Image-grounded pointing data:
═══
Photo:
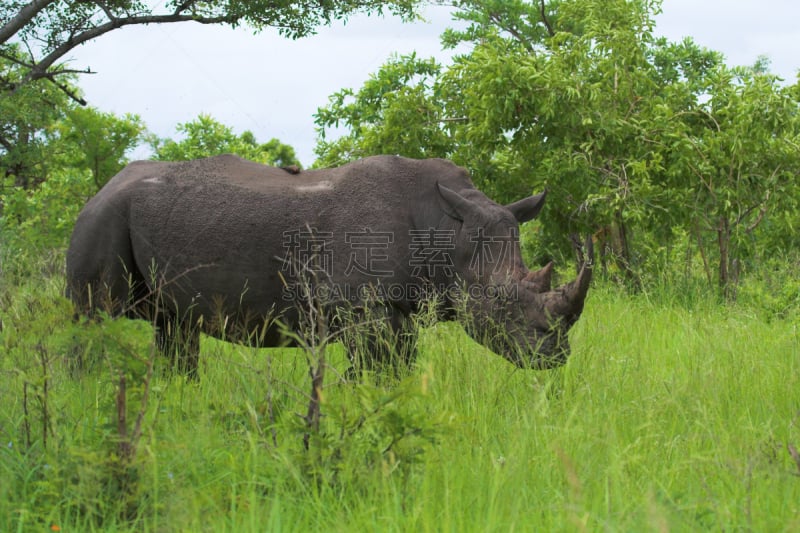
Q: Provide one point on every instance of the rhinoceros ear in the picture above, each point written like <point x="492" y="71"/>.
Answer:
<point x="527" y="208"/>
<point x="454" y="205"/>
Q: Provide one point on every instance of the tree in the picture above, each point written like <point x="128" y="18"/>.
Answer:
<point x="206" y="137"/>
<point x="49" y="29"/>
<point x="98" y="141"/>
<point x="644" y="143"/>
<point x="37" y="35"/>
<point x="26" y="114"/>
<point x="396" y="111"/>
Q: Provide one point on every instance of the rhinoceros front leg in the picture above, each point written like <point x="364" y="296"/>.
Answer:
<point x="179" y="341"/>
<point x="380" y="338"/>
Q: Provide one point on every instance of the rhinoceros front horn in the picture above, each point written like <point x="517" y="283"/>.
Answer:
<point x="567" y="300"/>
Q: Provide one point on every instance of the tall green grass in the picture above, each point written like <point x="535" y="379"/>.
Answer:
<point x="671" y="415"/>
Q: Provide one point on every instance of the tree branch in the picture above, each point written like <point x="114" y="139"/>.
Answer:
<point x="40" y="70"/>
<point x="544" y="19"/>
<point x="25" y="15"/>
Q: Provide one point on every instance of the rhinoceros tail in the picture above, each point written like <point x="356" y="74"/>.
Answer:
<point x="101" y="272"/>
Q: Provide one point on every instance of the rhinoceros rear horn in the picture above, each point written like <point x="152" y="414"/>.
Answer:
<point x="567" y="300"/>
<point x="540" y="280"/>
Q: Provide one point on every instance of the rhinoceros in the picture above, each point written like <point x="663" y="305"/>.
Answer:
<point x="237" y="250"/>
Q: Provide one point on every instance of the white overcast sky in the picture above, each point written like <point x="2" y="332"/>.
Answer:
<point x="272" y="86"/>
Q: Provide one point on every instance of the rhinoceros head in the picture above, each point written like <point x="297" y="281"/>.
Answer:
<point x="509" y="309"/>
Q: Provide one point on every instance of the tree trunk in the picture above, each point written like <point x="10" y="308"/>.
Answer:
<point x="724" y="239"/>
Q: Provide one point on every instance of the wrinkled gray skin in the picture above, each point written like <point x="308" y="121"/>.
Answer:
<point x="223" y="238"/>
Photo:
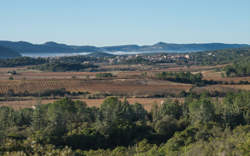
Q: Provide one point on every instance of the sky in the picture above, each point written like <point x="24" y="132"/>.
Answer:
<point x="119" y="22"/>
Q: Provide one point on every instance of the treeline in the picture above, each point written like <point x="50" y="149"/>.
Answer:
<point x="239" y="69"/>
<point x="45" y="93"/>
<point x="63" y="67"/>
<point x="198" y="126"/>
<point x="182" y="77"/>
<point x="21" y="61"/>
<point x="223" y="56"/>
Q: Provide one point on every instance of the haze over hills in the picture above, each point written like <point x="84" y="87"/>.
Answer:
<point x="53" y="47"/>
<point x="8" y="53"/>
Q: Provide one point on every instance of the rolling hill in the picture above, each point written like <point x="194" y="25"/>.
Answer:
<point x="53" y="47"/>
<point x="8" y="53"/>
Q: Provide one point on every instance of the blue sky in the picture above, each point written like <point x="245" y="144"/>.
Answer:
<point x="115" y="22"/>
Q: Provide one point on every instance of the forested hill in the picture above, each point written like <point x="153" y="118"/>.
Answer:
<point x="50" y="47"/>
<point x="8" y="53"/>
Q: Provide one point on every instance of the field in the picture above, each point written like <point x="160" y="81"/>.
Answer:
<point x="132" y="84"/>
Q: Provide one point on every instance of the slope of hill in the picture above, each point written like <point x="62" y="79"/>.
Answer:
<point x="8" y="53"/>
<point x="53" y="47"/>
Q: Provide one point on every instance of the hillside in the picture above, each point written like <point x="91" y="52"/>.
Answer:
<point x="8" y="53"/>
<point x="53" y="47"/>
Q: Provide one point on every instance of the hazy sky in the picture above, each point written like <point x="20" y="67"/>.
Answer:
<point x="113" y="22"/>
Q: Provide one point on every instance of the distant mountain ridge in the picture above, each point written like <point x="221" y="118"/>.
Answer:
<point x="8" y="53"/>
<point x="53" y="47"/>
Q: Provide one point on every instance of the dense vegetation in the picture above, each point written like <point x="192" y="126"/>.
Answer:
<point x="219" y="56"/>
<point x="104" y="75"/>
<point x="198" y="126"/>
<point x="241" y="68"/>
<point x="21" y="61"/>
<point x="183" y="77"/>
<point x="63" y="67"/>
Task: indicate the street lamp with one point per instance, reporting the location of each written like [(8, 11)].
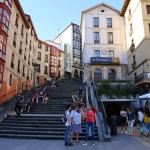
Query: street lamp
[(58, 72), (35, 65)]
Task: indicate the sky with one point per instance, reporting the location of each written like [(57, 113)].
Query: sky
[(51, 17)]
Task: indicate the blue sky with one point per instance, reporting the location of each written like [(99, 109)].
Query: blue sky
[(52, 17)]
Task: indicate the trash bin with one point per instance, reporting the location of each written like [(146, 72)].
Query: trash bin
[(113, 125)]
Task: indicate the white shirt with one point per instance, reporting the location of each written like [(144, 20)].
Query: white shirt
[(67, 116), (140, 116), (76, 117)]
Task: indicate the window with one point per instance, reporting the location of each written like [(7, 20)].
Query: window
[(20, 48), (59, 64), (18, 69), (27, 38), (111, 53), (39, 68), (25, 52), (22, 30), (148, 9), (29, 60), (3, 43), (96, 37), (109, 22), (39, 45), (96, 53), (45, 69), (39, 56), (4, 18), (12, 61), (46, 48), (96, 22), (46, 58), (16, 22), (10, 80), (14, 40), (23, 71), (110, 38)]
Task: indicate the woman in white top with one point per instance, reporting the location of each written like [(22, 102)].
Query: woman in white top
[(123, 120), (76, 121), (141, 121)]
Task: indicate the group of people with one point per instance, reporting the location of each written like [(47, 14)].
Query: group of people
[(128, 120), (73, 125), (21, 105)]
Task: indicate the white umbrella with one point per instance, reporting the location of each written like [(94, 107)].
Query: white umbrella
[(145, 96)]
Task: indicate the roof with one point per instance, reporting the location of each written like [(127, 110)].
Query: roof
[(101, 4), (21, 12), (124, 7)]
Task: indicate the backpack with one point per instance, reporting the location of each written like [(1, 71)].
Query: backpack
[(64, 119)]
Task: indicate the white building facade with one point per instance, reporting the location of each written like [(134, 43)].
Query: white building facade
[(137, 29), (103, 44), (71, 39)]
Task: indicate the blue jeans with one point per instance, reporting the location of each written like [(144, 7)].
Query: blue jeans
[(88, 125), (67, 135)]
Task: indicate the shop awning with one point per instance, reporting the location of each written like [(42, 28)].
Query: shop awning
[(118, 100)]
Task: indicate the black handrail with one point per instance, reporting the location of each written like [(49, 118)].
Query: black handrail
[(100, 105)]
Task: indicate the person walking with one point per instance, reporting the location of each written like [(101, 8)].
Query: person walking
[(130, 118), (76, 123), (123, 120), (141, 121), (147, 121), (90, 116), (68, 126), (19, 104)]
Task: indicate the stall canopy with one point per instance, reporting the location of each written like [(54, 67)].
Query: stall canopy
[(145, 96)]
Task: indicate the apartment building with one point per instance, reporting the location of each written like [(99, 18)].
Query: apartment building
[(137, 29), (25, 60), (71, 36), (103, 44)]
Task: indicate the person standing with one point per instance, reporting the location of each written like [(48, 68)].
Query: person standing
[(123, 120), (76, 121), (130, 118), (68, 126), (19, 104), (141, 121), (90, 116), (147, 121)]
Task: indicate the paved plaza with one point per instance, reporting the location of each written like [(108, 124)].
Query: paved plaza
[(118, 142)]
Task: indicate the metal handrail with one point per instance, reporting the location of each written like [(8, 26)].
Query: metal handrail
[(100, 104)]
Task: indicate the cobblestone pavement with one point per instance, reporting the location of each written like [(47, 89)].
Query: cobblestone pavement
[(118, 142)]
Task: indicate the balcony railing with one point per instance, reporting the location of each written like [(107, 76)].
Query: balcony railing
[(104, 60), (130, 32), (133, 64), (143, 78), (132, 47)]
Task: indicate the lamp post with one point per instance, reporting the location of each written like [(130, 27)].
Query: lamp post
[(35, 65)]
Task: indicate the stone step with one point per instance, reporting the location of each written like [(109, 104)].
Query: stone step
[(49, 137)]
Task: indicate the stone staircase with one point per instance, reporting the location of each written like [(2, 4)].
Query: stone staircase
[(44, 120)]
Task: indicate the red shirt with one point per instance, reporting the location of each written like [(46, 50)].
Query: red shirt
[(90, 114)]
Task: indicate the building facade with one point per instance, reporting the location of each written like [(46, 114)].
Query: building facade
[(21, 50), (103, 44), (138, 42), (71, 36)]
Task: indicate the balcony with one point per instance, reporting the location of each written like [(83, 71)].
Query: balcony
[(12, 65), (133, 64), (130, 32), (132, 47), (143, 78), (18, 70), (104, 60), (20, 51)]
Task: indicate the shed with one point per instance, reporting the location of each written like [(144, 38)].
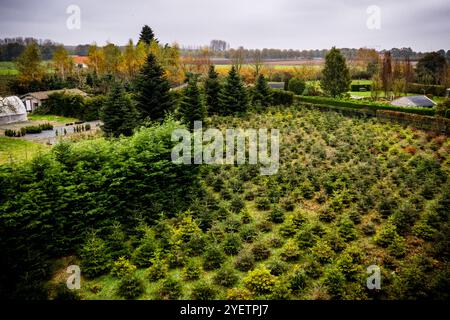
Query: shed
[(33, 100), (276, 85), (12, 110)]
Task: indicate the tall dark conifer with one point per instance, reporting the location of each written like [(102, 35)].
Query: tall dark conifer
[(233, 96), (147, 35), (212, 90), (191, 107), (118, 113), (152, 91), (262, 93)]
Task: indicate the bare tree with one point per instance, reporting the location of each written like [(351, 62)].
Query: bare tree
[(238, 58), (257, 62), (386, 73)]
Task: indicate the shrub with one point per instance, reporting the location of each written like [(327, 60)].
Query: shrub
[(64, 293), (306, 238), (226, 277), (313, 269), (248, 233), (260, 251), (296, 85), (203, 290), (275, 242), (213, 257), (122, 267), (288, 228), (397, 248), (347, 266), (244, 261), (335, 282), (264, 226), (263, 203), (368, 228), (170, 289), (145, 251), (346, 228), (238, 294), (232, 243), (298, 280), (424, 231), (95, 259), (130, 287), (192, 270), (237, 204), (281, 291), (260, 281), (290, 251), (245, 216), (158, 269)]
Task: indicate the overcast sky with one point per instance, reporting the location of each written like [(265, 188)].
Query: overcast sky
[(423, 25)]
═══
Task description
Show every line in the records above that contains the word "rhinoceros".

Task result
Q: Provide one point on every instance of the rhinoceros ear in the picture above, each point written like <point x="492" y="71"/>.
Q: Provide one point on every instance of the rhinoceros front leg in the picture above, each point written like <point x="364" y="296"/>.
Q: Provide one point on every instance of the rhinoceros front horn in the picture above, each point written like <point x="517" y="283"/>.
Q: Provide one point on every instance of the rhinoceros tail in the picture above, each point written like <point x="356" y="74"/>.
Q: Provide one point on every instance of the rhinoceros rear horn in the picture above, each point written like <point x="152" y="414"/>.
Q: Provide one point on every instance of the rhinoceros in the picture above, each point written like <point x="663" y="305"/>.
Q: Provide one point on every instance of the rhinoceros head in the picture above, each point written like <point x="297" y="281"/>.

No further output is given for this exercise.